START Provided material

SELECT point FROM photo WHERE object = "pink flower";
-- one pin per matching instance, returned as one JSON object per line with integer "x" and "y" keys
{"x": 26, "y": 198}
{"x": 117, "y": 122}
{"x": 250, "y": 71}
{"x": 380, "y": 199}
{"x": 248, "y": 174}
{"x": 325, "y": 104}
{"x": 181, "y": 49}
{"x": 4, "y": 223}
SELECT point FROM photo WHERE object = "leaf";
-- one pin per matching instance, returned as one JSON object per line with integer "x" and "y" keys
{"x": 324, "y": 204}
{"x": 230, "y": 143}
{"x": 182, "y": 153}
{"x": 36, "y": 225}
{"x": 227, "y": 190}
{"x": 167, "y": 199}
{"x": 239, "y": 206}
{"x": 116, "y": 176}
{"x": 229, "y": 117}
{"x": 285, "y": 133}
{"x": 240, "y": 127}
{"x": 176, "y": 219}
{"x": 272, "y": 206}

END Provided material
START Provided material

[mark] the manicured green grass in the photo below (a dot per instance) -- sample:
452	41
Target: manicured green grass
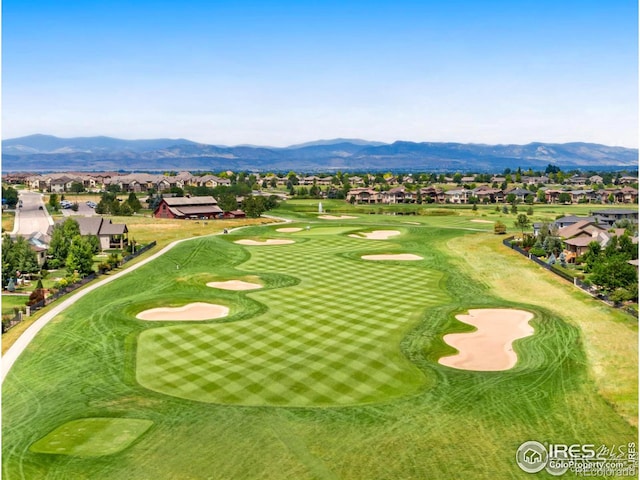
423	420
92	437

END Provided material

## [Your objective]
Scan the lines above for the word "FROM" and copy every one where it occurs.

## [Exercise answer]
SELECT point FROM photo WHERE object = "pink flower";
SELECT point FROM photo WHERE object = "leaf";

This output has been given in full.